• **Exercise task**: Pull out every line in the entries below that contains the word "please".

▼

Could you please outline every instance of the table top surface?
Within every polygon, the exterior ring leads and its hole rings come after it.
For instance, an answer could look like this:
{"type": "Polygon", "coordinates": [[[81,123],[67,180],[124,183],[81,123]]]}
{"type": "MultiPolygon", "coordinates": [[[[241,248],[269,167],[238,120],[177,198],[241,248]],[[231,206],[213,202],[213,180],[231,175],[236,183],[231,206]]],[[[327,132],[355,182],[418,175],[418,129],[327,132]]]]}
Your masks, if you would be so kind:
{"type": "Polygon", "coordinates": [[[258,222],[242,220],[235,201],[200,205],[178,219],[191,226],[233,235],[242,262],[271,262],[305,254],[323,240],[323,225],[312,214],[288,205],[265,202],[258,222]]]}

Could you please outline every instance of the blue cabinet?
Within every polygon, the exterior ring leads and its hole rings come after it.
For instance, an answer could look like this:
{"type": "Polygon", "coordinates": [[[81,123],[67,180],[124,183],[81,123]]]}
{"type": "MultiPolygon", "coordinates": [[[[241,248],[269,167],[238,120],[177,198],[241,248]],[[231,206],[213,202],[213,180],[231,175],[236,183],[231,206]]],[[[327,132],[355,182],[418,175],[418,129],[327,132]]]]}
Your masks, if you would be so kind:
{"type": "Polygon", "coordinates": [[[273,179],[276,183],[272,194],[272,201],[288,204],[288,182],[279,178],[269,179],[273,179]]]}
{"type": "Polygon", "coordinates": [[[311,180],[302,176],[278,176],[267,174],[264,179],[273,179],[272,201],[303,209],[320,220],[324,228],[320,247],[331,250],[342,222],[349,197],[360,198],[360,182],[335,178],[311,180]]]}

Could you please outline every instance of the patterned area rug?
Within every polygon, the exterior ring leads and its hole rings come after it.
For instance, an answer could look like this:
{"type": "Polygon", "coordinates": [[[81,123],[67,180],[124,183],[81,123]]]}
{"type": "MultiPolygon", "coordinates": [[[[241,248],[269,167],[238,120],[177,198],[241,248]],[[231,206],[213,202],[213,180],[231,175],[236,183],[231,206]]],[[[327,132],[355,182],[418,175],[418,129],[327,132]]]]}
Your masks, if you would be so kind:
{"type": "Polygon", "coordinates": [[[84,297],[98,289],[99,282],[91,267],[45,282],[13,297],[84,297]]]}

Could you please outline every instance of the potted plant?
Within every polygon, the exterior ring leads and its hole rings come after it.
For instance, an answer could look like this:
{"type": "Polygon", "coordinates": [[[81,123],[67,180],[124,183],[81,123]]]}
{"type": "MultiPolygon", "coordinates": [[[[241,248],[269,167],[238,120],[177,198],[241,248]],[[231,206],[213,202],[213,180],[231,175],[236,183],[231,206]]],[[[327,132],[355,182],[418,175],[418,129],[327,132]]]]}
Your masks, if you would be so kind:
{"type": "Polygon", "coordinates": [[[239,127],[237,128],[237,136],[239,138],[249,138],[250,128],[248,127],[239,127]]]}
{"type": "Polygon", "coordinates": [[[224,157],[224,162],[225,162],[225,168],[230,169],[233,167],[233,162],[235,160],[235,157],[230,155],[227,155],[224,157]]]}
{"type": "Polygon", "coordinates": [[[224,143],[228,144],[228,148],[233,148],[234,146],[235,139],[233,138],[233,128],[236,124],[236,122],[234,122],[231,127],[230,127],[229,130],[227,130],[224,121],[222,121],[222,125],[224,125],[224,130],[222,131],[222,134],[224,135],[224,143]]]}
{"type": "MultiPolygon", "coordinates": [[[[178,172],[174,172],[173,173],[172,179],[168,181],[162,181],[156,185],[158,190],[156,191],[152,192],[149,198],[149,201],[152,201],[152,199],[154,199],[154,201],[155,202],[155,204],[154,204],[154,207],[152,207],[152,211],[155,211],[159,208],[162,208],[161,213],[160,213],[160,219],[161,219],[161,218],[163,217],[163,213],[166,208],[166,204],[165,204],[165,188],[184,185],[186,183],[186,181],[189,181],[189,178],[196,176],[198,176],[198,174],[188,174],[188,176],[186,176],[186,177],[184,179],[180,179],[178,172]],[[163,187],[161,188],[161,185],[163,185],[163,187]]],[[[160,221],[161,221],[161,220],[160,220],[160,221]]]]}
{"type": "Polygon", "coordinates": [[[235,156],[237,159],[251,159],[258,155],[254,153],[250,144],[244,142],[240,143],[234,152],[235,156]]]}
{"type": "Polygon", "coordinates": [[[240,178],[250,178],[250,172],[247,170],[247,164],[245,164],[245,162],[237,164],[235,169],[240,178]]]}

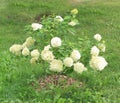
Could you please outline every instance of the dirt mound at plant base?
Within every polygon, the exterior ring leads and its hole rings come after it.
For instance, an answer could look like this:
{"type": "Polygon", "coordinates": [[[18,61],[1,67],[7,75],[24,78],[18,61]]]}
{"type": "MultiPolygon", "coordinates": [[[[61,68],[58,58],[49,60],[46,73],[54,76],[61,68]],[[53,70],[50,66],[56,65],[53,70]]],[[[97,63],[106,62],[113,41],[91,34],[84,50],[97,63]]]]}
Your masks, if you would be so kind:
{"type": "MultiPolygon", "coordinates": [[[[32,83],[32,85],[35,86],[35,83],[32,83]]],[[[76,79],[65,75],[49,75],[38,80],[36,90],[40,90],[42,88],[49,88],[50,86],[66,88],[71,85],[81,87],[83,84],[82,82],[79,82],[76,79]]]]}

▲
▼

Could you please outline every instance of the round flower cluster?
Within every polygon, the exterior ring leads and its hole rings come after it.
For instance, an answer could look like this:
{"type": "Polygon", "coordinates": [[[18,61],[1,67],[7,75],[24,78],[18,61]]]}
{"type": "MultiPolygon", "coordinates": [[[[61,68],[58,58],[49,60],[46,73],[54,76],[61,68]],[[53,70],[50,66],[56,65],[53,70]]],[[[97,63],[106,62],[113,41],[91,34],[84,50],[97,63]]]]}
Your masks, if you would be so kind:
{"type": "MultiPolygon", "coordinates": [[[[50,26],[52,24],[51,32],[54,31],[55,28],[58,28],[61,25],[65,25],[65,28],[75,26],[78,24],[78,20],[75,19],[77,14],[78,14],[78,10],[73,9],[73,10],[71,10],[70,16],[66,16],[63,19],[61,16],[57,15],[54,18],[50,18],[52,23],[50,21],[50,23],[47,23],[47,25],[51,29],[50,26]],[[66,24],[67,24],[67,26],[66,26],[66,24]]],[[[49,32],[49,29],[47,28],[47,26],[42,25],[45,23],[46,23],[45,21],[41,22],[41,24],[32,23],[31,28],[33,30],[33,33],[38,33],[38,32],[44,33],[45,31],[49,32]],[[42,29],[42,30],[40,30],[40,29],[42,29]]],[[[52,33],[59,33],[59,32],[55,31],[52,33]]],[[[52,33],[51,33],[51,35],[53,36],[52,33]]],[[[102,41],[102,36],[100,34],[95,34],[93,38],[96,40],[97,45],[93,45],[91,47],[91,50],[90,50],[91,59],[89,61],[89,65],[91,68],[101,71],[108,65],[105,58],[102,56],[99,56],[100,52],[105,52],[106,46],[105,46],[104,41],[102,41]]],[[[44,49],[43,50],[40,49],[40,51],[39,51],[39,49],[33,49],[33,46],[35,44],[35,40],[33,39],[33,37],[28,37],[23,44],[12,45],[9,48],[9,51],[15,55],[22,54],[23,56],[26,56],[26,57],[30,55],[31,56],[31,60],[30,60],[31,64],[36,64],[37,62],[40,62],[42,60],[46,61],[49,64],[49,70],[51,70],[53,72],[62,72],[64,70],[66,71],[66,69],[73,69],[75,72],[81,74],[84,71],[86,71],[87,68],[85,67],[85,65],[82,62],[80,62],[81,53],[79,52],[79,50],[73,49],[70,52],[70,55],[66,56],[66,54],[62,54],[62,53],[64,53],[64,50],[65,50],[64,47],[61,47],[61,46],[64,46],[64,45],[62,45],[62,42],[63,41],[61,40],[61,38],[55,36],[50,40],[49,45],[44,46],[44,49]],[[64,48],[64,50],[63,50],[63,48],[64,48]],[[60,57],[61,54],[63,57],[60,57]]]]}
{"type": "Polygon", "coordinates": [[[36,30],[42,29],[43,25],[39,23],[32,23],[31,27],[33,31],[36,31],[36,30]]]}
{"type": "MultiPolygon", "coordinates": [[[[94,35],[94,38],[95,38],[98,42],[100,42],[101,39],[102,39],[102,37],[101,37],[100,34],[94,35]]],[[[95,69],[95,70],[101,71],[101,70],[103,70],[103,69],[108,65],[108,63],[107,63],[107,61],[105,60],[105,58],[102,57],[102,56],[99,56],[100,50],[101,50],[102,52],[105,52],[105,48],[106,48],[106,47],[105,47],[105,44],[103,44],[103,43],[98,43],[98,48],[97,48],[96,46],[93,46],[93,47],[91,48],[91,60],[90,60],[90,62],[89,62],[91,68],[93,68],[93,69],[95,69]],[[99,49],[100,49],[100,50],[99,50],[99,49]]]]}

▲

• **Correct answer**:
Could you please outline every instance of the table top surface?
Could you please outline every instance of the blue cabinet?
Could you please outline every instance of the patterned area rug?
Could you please outline every instance of the potted plant?
Could you please outline every instance of the dirt mound at plant base?
Could you please outline every instance of the round flower cluster?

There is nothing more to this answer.